*** 文書の抜粋 ***
生と死と医療
なぜか、元ケン弁護士からまったり雑談ねたへの閲覧者が多かったりする。すみません。ショーもない話で。
元ケン弁護士は、医療問題を巡って、あの小倉弁護士とコンフリクト状態だったりするので(正直、古典的な旧過失論と新過失論の対立を論じてもあまり意味がないと思うのであるが…)、今日は、医療過誤について思うことを書いてみようとおもう。
先日、帝王切開死の医師に無罪判決が下された。
記事を見ると、弁護側の証人の信用性が認められたとあるだけなので、検察はろくに専門家もたてずに公判を維持しようとしていたのかもしれない。
Winny事件では検察は技術的な裏付けなくマイ技術論を展開していたが、今回の医療過誤事件で同じことが行われていたとすると、医療関係者に対して恐ろしく不遜な態度だと思う。…文献くらいは出したようなので、Winny事件よりはまだましか…。
*** データ一覧 ***
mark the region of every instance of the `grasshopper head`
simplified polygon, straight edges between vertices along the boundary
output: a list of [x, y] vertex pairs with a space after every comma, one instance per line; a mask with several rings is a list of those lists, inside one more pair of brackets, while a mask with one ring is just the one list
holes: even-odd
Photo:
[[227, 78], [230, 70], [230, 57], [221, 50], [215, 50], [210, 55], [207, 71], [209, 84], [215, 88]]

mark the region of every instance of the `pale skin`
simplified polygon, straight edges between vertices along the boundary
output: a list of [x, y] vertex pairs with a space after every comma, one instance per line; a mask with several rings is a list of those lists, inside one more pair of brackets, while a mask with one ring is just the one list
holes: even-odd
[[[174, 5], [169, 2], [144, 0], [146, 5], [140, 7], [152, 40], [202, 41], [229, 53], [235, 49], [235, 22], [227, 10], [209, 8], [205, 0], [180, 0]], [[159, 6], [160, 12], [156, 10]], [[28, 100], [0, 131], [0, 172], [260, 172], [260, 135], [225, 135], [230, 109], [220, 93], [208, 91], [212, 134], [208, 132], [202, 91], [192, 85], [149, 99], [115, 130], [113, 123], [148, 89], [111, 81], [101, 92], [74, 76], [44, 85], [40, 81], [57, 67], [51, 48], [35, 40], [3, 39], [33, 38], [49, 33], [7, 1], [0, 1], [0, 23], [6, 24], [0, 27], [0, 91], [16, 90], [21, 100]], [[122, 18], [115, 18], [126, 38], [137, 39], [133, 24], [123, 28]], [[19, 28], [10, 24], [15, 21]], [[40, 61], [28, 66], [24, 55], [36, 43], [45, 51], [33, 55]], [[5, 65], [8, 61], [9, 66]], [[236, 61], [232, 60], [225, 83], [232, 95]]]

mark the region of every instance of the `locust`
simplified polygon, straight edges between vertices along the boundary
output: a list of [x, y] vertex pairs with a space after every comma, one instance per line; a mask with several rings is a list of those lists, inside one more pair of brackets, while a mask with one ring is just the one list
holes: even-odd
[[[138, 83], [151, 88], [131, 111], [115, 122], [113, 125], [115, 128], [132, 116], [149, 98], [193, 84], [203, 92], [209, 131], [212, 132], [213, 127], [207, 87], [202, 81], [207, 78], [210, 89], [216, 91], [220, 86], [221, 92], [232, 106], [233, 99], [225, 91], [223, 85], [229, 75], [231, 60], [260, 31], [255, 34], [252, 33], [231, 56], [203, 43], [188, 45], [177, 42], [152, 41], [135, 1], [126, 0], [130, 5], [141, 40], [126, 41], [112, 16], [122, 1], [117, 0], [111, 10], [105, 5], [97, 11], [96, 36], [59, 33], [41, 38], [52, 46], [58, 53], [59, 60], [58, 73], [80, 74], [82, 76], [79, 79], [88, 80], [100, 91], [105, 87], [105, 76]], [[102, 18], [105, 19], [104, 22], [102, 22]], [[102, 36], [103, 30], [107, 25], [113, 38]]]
***
**作業の指示:** 医療過誤をめぐる文章を、最後の文の後から続けて書け。

**以下が回答:**
この事件は高裁がどういうかは私には解らない。ただ、検察のメンツや安易な被害者保護論にも、他方で単純な産婦人科保護論にもなって欲しくはない。一定の割合で人の死に関わらざるを得ない医師は、いかなる場合にどのような責任をとるべきかという観点からの判断がなされることを願っている。…そのような判断を日本の刑事裁判所に期待するのは、あまりに無謀ではあるが。
民事はどうであろうか。すべての弁護士がそうではないが、とりあえず訴えてしまえ的な弁護士がいることは確かである。他方で、どうみても過失にもかかわらず、不誠実な弁解を繰り返す医師もいる。
私は、いちおう医療過誤を専門分野の一つとしている弁護士だったりする。私は医療過誤事件をする場合、必ず、医学文献を精査するし、賠償請求の前には必ず医師の意見を聞いている。それが専門職に対する礼儀と考えているからである。私が賠償請求をする場合には、その医師の行為を間違いだという他の医師がいるということを思い出してもらえると有り難い。
いちおう弁護士も地道に考えたりはしているのである。道は遠いが。